(Records from a data source)
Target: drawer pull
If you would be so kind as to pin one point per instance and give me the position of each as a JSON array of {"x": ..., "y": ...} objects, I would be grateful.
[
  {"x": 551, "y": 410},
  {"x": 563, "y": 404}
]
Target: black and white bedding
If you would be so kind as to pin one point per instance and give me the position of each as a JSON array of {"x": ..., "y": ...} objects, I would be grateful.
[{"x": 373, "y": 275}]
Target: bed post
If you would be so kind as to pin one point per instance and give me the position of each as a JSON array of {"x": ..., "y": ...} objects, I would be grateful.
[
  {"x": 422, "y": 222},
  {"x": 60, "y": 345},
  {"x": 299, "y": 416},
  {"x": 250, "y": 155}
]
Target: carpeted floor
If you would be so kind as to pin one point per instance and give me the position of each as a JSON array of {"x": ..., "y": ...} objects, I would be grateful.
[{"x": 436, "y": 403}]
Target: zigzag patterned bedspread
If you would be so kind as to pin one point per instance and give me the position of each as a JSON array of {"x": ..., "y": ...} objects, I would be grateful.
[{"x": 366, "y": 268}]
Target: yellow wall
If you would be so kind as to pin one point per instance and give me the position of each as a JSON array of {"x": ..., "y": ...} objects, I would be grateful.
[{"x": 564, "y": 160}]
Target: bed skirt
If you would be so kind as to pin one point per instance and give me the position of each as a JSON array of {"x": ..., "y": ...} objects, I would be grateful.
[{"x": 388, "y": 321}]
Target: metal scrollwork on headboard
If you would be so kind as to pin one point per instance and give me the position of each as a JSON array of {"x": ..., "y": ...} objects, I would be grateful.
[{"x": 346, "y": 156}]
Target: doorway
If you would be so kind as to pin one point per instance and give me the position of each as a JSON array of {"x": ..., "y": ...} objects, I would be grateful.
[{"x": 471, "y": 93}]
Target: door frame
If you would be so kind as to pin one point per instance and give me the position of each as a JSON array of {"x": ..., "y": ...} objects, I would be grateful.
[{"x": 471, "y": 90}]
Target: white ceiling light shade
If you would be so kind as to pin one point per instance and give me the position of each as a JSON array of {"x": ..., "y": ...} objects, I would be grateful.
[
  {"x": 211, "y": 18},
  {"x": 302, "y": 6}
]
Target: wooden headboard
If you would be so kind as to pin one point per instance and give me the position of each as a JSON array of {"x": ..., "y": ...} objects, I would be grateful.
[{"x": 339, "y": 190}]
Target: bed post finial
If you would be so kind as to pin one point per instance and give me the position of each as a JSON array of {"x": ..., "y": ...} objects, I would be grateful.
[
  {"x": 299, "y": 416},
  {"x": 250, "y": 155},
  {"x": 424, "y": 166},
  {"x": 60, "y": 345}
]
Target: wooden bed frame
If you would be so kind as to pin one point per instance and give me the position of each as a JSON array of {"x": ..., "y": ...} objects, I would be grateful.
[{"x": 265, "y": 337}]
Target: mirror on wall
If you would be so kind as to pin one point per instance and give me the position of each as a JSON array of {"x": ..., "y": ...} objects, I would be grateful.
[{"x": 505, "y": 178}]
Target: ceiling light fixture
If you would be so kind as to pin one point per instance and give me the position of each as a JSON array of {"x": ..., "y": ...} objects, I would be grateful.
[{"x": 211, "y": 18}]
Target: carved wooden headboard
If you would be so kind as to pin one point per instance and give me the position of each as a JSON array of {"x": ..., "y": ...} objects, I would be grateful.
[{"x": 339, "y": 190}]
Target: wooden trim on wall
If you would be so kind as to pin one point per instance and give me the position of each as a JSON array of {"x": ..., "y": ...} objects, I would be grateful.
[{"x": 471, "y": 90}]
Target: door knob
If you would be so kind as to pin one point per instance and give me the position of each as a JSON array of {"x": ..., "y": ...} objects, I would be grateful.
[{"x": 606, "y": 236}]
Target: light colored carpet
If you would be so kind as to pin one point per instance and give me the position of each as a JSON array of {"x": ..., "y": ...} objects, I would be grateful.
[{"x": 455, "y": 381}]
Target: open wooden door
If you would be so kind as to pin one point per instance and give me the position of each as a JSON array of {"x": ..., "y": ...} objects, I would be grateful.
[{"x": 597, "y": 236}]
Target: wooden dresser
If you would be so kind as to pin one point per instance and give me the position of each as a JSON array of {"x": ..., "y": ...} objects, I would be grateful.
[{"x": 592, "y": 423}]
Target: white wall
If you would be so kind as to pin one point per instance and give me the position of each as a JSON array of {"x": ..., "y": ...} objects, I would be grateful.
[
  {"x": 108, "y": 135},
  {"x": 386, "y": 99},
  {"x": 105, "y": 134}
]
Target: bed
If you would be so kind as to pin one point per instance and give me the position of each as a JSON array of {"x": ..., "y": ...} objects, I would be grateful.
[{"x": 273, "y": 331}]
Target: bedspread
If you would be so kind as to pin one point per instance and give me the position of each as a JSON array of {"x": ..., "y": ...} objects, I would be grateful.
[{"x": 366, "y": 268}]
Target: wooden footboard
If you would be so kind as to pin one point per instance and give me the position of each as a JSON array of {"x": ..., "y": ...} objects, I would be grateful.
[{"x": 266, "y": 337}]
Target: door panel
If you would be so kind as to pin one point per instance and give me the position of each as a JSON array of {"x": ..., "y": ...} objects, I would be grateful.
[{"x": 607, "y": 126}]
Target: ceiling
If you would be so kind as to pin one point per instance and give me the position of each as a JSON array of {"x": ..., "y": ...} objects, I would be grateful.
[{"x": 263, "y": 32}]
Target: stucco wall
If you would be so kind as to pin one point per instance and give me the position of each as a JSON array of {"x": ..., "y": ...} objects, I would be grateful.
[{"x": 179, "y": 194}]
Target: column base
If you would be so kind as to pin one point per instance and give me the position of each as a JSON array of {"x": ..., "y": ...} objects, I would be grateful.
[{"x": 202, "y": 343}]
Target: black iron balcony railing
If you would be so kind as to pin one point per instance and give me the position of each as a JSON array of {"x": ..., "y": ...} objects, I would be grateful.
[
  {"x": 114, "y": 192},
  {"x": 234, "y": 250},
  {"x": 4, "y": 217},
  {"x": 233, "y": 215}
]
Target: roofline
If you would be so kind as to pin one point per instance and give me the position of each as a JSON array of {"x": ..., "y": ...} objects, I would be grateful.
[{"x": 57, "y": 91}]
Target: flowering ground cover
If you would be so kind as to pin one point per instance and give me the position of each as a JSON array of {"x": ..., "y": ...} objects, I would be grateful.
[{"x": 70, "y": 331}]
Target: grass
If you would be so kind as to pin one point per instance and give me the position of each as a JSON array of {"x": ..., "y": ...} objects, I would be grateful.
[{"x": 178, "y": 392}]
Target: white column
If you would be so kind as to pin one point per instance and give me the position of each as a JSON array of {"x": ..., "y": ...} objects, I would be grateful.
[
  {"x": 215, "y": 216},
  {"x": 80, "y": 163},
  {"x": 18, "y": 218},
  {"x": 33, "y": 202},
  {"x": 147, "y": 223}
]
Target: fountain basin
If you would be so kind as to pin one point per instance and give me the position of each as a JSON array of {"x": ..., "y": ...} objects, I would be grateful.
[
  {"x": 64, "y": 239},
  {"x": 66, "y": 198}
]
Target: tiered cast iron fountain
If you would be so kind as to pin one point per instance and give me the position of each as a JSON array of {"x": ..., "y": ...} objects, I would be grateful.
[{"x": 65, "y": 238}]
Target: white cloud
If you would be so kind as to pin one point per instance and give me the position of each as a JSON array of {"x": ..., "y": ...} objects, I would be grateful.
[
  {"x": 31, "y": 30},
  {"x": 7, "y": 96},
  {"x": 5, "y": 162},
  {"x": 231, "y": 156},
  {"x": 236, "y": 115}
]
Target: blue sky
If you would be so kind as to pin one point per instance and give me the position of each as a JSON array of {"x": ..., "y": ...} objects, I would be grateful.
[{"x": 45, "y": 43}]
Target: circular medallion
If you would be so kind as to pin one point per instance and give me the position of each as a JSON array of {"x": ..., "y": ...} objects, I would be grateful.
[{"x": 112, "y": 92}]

Work to complete: Make an exact copy of every line from the one with "Target: tiered cast iron fountain" to the end of the data, with the first and last of those lines included.

The output:
Target: tiered cast iron fountain
If you would be so kind as to pin one point per instance and give me the position of each as a JSON array of {"x": ..., "y": ...} objects, I would be grateful.
[{"x": 65, "y": 238}]
Target: white cloud
If you would be so kind as to pin one point per instance and give me the position of each as a JSON array of {"x": ..., "y": ...} objects, I would be grateful.
[
  {"x": 31, "y": 30},
  {"x": 7, "y": 96},
  {"x": 5, "y": 162},
  {"x": 231, "y": 156},
  {"x": 236, "y": 115}
]
Target: blue sky
If you would be so kind as to pin one point per instance and give me the position of each as a JSON array of {"x": ..., "y": ...} objects, I would be grateful.
[{"x": 45, "y": 43}]
Target: circular medallion
If you would be so kind as to pin one point per instance and give me the position of each as a JSON array of {"x": ..., "y": ...} objects, I would be grateful.
[{"x": 112, "y": 92}]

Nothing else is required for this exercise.